>> begin PROVIDED RECORDS

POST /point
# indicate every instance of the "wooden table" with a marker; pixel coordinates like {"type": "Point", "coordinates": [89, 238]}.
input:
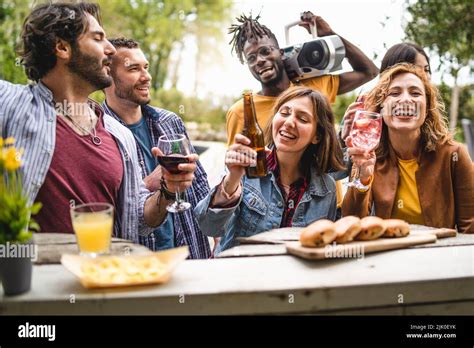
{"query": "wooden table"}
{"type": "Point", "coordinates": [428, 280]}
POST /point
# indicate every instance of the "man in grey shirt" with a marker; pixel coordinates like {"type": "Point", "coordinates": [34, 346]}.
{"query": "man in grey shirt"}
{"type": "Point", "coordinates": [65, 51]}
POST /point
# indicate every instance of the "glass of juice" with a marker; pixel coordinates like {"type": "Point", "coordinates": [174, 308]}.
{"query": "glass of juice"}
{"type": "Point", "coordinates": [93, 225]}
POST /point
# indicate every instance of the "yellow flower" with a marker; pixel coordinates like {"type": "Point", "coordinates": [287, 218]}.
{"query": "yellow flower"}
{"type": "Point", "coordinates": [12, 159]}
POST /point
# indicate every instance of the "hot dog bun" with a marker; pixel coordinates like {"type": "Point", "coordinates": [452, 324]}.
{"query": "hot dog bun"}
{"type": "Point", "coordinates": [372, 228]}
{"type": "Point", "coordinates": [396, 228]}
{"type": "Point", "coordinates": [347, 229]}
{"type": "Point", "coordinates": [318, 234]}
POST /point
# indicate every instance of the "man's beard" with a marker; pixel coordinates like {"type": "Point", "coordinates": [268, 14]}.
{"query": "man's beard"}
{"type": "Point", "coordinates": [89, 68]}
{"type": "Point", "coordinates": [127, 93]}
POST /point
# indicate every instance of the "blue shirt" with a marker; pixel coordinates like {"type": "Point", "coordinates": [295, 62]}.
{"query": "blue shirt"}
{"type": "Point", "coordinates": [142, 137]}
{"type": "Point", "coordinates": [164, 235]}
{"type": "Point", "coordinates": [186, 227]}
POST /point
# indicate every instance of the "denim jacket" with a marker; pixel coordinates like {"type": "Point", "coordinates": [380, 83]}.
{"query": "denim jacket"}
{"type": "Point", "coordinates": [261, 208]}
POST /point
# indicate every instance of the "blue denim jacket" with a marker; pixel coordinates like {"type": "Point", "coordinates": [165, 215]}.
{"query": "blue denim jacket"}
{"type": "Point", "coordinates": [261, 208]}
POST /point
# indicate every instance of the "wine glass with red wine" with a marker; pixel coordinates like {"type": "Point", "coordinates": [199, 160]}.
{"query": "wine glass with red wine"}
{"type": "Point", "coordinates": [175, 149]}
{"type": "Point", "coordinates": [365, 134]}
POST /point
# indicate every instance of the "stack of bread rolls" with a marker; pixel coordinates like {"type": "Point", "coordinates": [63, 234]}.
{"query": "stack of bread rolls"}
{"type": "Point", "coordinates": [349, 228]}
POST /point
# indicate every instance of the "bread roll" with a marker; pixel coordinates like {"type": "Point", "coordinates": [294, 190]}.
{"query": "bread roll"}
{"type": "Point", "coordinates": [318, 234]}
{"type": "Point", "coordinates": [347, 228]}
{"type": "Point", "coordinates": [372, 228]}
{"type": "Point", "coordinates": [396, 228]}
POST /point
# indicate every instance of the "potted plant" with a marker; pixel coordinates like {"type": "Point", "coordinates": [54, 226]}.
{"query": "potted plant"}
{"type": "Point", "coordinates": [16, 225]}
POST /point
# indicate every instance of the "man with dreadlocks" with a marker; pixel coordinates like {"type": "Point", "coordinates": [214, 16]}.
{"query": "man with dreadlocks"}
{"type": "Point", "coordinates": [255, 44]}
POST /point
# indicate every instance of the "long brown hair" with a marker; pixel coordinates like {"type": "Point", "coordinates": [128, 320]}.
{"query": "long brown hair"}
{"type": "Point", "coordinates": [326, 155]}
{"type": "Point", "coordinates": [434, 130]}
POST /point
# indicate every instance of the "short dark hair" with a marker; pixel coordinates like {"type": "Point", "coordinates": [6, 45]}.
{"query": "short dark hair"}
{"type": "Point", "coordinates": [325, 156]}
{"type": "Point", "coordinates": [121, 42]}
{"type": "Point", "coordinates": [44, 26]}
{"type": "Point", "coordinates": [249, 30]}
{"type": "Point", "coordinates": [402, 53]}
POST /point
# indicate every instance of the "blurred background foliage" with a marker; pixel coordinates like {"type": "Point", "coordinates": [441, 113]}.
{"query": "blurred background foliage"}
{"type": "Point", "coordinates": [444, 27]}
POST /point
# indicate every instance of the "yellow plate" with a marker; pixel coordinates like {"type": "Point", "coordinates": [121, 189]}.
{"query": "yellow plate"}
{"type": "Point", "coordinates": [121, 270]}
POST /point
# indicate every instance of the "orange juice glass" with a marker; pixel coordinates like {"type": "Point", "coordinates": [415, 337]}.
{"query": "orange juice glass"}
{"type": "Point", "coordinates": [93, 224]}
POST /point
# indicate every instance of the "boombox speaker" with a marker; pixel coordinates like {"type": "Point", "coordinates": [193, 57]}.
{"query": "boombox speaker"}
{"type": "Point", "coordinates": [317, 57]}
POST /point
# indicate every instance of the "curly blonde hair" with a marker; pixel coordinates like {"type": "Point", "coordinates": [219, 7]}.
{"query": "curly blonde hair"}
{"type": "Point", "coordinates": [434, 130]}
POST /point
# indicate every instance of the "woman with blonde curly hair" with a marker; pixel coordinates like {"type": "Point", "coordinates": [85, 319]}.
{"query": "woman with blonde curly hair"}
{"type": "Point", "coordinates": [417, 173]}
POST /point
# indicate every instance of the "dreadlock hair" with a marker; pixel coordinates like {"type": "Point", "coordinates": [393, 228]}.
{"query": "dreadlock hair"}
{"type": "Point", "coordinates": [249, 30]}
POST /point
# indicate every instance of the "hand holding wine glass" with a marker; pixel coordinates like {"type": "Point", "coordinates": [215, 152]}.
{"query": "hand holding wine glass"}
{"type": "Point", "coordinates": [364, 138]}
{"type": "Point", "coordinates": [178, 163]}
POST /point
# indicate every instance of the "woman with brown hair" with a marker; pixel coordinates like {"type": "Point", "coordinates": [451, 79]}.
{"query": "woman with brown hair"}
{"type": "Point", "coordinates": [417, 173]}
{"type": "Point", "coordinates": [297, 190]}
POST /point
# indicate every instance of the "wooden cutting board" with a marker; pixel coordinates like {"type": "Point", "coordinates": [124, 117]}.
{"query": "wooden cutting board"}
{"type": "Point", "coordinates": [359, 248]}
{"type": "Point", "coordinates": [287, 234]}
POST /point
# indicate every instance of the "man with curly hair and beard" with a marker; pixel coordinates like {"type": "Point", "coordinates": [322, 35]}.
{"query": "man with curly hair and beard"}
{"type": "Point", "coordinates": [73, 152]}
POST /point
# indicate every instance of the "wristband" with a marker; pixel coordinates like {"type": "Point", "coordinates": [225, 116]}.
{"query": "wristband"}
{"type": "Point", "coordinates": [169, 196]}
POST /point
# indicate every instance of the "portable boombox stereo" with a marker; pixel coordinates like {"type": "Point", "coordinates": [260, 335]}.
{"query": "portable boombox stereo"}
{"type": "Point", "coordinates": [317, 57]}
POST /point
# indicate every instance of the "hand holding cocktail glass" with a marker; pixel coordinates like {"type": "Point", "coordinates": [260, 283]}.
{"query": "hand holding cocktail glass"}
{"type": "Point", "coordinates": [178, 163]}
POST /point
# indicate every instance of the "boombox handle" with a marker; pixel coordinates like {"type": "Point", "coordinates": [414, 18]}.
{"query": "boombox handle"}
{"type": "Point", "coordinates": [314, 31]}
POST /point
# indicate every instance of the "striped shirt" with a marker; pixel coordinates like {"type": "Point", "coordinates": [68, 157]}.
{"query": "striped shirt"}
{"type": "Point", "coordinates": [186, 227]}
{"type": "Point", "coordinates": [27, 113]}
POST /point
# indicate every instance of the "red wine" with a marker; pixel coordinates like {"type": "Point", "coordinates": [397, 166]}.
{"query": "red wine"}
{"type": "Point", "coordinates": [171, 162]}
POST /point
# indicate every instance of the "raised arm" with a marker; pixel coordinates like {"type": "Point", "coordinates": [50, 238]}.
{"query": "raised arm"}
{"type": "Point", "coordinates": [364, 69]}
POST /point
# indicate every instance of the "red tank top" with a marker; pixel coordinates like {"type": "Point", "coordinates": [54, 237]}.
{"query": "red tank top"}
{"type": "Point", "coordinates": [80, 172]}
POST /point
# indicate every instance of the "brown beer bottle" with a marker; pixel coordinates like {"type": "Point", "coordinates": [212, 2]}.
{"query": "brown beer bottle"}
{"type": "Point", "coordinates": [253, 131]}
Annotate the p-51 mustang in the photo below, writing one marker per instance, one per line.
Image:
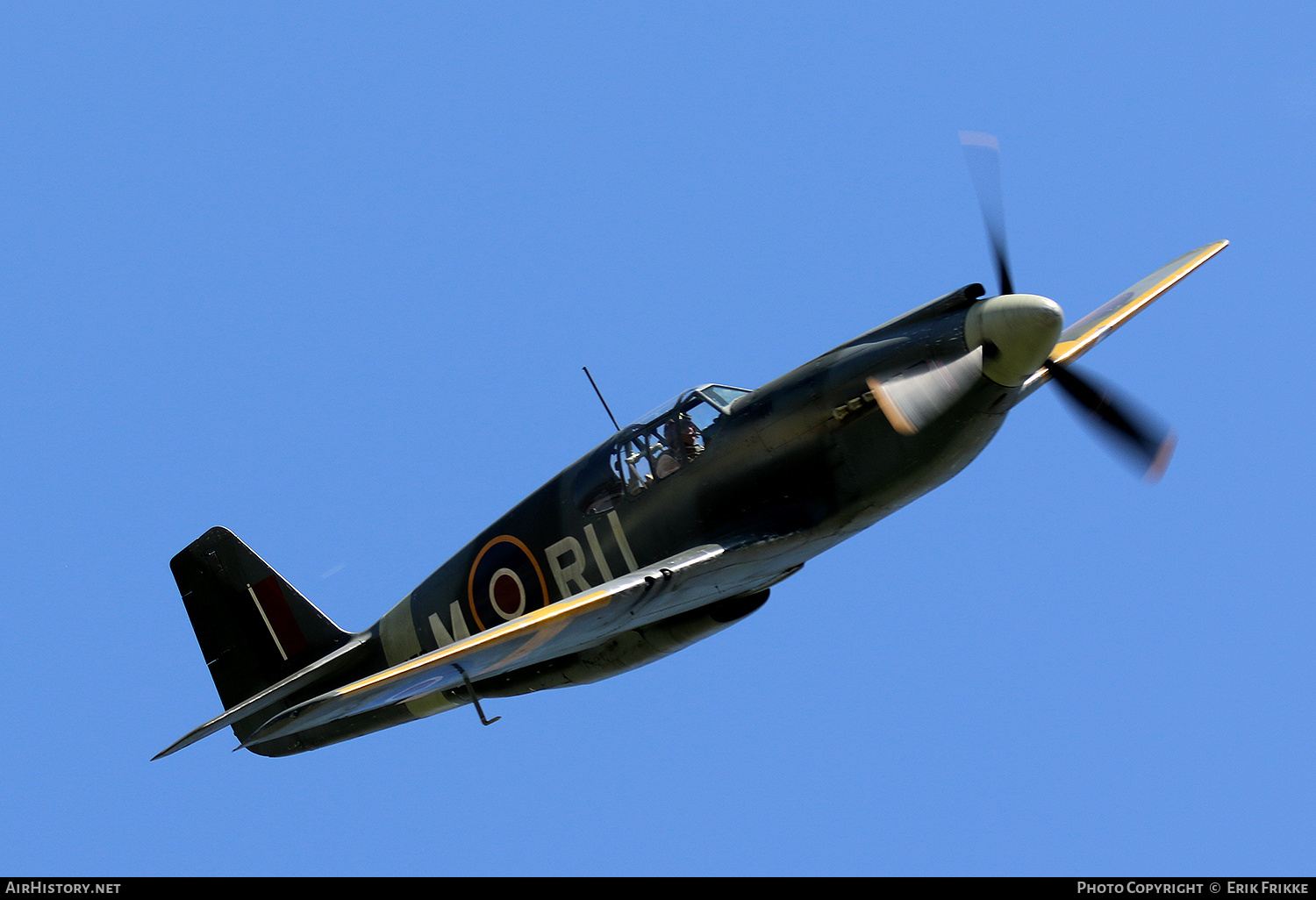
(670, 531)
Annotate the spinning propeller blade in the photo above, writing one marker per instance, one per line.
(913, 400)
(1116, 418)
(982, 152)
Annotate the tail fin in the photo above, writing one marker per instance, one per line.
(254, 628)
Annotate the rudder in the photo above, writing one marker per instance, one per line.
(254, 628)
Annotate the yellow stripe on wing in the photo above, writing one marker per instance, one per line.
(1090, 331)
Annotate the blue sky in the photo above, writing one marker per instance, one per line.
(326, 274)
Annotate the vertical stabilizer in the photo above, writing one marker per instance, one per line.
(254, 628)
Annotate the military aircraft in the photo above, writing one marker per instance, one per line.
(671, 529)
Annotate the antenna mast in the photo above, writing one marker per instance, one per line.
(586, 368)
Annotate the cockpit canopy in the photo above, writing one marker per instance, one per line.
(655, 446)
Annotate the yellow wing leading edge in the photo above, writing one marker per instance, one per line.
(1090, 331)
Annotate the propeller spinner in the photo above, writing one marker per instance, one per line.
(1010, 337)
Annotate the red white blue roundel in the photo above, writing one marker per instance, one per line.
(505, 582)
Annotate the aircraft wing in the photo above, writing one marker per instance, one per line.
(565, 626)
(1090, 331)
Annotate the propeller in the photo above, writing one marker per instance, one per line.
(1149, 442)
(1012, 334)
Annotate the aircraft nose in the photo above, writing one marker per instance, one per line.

>> end PROVIDED RECORDS

→ PROBLEM DESCRIPTION: Change "cockpit canopy" to "cockpit glass" in the stretch from the line containing "Annotate the military" through the end of the data, and write out that stretch again with nothing else altered.

→ THE RESPONSE:
Annotate the military aircraft in the photo above, writing one marker per instance, one per line.
(671, 529)
Annotate the antenna mast in the photo above, writing one marker per instance, one per line.
(586, 368)
Annotate the cockpit glass in the photo above, writing one marker per instance, one per line.
(655, 446)
Annotate the yellow wing leading edge in the photo above, writing one marker per instance, one per line.
(1090, 331)
Annotate the propeller spinner in the photo above, writing one marker per instance, one per line.
(1010, 337)
Annotate the red white blue roundel in the photo above, writing one marker per instance, one per line.
(505, 582)
Annotate the aircraft wing in the photo above, writing one marker per instance, one per line.
(565, 626)
(1090, 331)
Annotate the propeller in the photo above, writing one marker per instance, one per line.
(1149, 442)
(1012, 334)
Annotate the aircraft nose in the photo above, writing one marker per instance, one per line.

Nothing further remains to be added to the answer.